— start GIVEN ENTRIES —
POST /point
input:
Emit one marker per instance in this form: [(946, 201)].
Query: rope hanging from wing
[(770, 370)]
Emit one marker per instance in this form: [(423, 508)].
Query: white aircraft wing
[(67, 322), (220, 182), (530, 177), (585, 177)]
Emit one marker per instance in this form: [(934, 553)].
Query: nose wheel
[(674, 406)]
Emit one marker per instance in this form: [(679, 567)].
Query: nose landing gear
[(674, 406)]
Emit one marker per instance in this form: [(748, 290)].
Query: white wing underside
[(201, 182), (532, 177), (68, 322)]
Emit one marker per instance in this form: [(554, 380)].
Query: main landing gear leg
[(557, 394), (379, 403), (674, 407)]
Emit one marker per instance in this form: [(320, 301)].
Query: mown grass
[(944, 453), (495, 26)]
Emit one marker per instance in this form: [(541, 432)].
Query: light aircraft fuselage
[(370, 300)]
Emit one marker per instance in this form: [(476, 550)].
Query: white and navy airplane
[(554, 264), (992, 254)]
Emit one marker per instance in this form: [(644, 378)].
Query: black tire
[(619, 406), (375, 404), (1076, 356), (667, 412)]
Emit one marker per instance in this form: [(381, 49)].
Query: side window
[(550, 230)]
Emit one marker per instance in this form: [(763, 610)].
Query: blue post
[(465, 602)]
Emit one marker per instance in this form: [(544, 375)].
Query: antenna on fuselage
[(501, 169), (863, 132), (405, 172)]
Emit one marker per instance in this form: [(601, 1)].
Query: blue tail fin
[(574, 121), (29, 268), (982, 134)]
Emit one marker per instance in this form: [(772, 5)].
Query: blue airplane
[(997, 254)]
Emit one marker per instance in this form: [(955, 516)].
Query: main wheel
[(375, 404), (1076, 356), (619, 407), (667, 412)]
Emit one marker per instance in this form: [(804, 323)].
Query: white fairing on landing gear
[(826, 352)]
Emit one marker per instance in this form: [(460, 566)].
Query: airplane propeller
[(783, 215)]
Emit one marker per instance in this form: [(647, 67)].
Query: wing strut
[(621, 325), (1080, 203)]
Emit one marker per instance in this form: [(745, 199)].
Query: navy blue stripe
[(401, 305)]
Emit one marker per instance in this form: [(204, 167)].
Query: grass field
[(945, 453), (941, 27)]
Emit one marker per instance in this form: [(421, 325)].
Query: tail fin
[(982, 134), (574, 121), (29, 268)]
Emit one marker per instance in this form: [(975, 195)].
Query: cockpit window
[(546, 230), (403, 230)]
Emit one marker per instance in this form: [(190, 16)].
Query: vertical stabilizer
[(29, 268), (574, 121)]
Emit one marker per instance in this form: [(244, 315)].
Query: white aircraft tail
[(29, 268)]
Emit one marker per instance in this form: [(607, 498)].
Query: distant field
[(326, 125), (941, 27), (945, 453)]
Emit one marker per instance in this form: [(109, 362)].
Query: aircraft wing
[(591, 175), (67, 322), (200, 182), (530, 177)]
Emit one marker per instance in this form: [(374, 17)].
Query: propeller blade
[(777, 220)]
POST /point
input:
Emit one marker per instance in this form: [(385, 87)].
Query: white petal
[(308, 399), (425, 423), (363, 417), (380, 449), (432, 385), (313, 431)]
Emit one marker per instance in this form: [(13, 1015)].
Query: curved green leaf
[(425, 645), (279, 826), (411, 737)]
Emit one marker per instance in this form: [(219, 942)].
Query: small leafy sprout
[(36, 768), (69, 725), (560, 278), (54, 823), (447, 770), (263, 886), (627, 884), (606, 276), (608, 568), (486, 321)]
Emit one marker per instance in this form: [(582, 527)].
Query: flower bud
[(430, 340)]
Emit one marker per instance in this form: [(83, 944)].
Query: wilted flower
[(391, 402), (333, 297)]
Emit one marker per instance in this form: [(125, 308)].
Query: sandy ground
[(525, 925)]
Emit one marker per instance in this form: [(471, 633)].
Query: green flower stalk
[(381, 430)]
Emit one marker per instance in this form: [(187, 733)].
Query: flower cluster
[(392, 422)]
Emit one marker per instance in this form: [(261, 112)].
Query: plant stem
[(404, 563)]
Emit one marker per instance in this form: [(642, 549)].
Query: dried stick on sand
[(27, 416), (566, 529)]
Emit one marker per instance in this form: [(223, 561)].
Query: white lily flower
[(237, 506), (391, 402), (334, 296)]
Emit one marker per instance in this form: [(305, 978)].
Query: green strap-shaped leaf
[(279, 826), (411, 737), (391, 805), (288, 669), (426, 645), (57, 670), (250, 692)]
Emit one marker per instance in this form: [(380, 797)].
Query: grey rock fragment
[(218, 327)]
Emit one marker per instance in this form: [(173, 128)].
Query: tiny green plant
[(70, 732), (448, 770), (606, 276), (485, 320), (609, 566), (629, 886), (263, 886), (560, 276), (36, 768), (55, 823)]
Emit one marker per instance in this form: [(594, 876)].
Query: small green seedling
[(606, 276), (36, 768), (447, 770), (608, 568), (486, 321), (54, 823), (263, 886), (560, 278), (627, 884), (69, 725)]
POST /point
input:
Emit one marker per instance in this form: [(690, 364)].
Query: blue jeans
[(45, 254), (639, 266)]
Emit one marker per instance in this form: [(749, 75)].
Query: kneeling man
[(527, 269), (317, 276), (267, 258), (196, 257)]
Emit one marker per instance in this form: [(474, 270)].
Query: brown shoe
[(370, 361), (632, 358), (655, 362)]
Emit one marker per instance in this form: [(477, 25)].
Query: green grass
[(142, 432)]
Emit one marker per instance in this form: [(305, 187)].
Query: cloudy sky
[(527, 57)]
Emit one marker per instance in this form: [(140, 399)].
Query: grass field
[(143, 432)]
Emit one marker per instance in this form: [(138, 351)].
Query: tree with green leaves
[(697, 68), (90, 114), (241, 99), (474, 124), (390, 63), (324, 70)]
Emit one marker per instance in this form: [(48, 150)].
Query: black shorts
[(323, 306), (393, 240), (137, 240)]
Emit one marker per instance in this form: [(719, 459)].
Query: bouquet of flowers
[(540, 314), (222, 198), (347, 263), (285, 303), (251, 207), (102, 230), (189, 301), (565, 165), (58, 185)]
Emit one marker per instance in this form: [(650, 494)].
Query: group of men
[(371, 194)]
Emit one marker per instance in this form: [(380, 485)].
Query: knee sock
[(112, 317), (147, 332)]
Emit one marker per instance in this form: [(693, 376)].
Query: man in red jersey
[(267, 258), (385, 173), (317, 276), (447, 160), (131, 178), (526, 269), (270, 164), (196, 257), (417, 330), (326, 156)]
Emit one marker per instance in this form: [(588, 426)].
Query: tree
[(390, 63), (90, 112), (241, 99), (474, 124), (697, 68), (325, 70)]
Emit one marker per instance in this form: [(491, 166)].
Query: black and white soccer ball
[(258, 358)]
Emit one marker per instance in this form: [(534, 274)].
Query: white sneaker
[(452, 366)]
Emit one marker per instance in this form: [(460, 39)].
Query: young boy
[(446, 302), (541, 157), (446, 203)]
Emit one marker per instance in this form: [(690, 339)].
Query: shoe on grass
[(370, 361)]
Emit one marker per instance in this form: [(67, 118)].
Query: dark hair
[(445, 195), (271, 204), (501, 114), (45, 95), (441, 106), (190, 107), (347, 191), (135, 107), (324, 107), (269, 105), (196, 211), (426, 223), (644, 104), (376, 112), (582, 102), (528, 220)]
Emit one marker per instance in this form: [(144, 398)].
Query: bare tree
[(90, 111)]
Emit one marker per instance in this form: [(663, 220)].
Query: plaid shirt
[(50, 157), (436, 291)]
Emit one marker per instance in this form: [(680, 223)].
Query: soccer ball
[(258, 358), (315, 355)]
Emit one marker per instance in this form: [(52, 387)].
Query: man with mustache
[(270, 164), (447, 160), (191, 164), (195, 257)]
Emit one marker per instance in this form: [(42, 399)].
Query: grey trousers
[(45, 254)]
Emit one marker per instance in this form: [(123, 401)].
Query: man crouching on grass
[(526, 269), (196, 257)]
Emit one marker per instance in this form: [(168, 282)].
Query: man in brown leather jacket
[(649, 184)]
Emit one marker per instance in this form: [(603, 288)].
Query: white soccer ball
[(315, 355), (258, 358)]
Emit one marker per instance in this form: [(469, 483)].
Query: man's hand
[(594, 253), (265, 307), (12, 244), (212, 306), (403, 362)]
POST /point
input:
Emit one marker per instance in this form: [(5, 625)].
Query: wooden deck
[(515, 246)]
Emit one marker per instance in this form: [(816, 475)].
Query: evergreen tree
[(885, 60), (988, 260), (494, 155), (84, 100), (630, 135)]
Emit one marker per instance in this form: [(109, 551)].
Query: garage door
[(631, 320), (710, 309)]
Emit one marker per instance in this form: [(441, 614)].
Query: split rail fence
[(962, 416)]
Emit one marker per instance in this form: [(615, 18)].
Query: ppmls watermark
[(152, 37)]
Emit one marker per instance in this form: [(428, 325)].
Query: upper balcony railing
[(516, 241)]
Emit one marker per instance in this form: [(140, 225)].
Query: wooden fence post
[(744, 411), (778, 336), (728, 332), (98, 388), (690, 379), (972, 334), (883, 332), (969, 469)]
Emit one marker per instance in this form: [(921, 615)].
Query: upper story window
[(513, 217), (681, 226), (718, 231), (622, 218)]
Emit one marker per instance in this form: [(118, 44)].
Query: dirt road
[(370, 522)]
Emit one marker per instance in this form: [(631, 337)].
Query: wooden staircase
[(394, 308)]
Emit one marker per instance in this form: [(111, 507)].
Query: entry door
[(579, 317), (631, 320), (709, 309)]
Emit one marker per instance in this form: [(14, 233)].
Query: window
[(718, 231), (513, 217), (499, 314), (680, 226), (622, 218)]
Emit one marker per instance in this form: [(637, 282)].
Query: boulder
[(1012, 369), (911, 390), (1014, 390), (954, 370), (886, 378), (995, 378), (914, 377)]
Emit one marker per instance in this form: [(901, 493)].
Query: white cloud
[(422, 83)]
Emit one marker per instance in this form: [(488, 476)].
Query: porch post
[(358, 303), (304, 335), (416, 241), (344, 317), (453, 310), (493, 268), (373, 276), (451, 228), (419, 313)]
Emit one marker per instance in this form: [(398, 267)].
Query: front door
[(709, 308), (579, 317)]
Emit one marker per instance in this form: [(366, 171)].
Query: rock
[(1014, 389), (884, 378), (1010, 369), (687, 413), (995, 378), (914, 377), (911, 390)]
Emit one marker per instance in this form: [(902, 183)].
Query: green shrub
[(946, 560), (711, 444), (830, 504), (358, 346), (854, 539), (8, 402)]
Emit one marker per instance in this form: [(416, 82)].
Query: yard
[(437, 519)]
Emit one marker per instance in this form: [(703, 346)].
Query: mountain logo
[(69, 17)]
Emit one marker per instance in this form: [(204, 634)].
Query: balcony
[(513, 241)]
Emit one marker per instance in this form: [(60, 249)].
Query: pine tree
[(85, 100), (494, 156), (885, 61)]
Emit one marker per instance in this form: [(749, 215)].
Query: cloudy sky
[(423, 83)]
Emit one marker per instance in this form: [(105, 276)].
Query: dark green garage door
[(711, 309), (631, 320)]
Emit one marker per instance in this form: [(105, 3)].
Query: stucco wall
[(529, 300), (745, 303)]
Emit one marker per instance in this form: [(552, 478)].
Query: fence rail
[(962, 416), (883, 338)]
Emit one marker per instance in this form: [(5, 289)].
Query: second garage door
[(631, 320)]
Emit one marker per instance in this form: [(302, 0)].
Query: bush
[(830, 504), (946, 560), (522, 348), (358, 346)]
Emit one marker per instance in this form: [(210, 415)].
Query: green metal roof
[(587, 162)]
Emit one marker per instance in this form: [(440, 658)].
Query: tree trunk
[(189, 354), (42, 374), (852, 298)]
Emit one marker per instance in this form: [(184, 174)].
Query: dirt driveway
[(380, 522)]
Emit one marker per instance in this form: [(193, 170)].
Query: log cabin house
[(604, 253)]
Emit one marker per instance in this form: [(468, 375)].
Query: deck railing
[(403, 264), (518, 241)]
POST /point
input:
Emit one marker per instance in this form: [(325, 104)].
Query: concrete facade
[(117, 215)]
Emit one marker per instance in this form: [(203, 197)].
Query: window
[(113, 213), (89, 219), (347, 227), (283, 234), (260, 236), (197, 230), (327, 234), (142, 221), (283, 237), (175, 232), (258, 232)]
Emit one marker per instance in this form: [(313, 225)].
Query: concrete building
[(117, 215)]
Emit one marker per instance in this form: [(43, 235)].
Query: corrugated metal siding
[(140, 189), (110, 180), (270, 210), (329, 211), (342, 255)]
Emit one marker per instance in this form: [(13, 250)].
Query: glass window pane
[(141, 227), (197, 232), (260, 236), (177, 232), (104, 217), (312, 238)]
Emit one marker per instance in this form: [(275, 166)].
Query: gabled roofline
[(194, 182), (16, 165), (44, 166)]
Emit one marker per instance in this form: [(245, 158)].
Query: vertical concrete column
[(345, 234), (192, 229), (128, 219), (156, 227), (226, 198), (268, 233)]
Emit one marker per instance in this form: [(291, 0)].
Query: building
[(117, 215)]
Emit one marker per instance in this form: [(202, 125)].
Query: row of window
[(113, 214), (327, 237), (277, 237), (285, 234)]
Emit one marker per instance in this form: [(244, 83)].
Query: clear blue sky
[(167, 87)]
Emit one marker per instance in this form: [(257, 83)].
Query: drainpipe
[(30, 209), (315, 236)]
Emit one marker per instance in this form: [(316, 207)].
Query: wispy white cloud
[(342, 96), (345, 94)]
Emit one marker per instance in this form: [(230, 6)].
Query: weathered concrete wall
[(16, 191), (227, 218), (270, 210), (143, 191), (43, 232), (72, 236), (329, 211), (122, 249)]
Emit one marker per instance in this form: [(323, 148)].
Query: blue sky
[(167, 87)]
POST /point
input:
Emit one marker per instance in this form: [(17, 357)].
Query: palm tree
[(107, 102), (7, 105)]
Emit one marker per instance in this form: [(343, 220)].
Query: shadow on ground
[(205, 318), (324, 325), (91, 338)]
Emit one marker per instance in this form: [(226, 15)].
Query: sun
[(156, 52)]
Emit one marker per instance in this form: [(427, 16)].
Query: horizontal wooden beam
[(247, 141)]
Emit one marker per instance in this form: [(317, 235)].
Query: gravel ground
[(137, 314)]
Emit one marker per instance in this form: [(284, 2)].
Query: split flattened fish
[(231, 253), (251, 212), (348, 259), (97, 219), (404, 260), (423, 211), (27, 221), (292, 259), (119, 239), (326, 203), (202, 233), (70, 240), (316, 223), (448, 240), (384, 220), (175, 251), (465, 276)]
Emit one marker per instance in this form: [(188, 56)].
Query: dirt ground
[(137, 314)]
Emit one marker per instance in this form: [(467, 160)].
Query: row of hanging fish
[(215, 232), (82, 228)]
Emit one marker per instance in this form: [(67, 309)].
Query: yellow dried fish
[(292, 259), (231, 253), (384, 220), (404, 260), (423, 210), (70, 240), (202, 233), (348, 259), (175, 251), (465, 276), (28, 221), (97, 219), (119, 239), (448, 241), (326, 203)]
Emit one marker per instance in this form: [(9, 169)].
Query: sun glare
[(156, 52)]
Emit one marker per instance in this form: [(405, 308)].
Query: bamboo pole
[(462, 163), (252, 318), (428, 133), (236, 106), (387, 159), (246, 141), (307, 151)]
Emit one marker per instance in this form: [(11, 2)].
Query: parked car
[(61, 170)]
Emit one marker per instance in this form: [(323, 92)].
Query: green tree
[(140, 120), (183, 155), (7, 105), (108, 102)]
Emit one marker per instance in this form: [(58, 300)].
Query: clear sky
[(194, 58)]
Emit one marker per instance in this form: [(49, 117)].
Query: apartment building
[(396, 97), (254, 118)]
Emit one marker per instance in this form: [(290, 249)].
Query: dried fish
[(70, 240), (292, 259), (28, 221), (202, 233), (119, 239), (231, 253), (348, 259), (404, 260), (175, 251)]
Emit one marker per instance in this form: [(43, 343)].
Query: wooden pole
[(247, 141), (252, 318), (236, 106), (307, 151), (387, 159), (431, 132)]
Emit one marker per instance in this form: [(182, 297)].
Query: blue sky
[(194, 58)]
— end GIVEN ENTRIES —
▸ **REQUIRED WORK**
Put the lines of the items, starting with the line containing "Emit one marker per instance in this form: [(125, 308)]." and going on through the line containing "[(237, 506), (391, 402), (334, 296)]", into a Markdown table with the columns n and Line. Number each row in n, and leave out any blank lines.

▸ **OUTPUT OF THE EXERCISE**
| n | Line |
|---|---|
| 1 | Emit one marker per instance in this form: [(125, 308)]. |
| 2 | Query: sandy ground |
| 3 | [(525, 925)] |
| 4 | Emit one marker per instance in this form: [(471, 633)]. |
| 5 | Query: green flower stalk |
| 6 | [(381, 430)] |
| 7 | Emit one marker per instance in this form: [(187, 733)]. |
| 8 | Query: flower cluster |
| 9 | [(392, 422)] |
| 10 | Emit one marker per instance in this form: [(261, 112)]. |
| 11 | Query: plant stem |
| 12 | [(404, 563)] |
| 13 | Emit one marker per instance in this form: [(642, 549)]. |
| 14 | Query: dried stick on sand |
| 15 | [(27, 416), (566, 529)] |
| 16 | Emit one marker per instance in this form: [(223, 561)]. |
| 17 | Query: white lily flower |
| 18 | [(237, 506), (391, 402), (334, 296)] |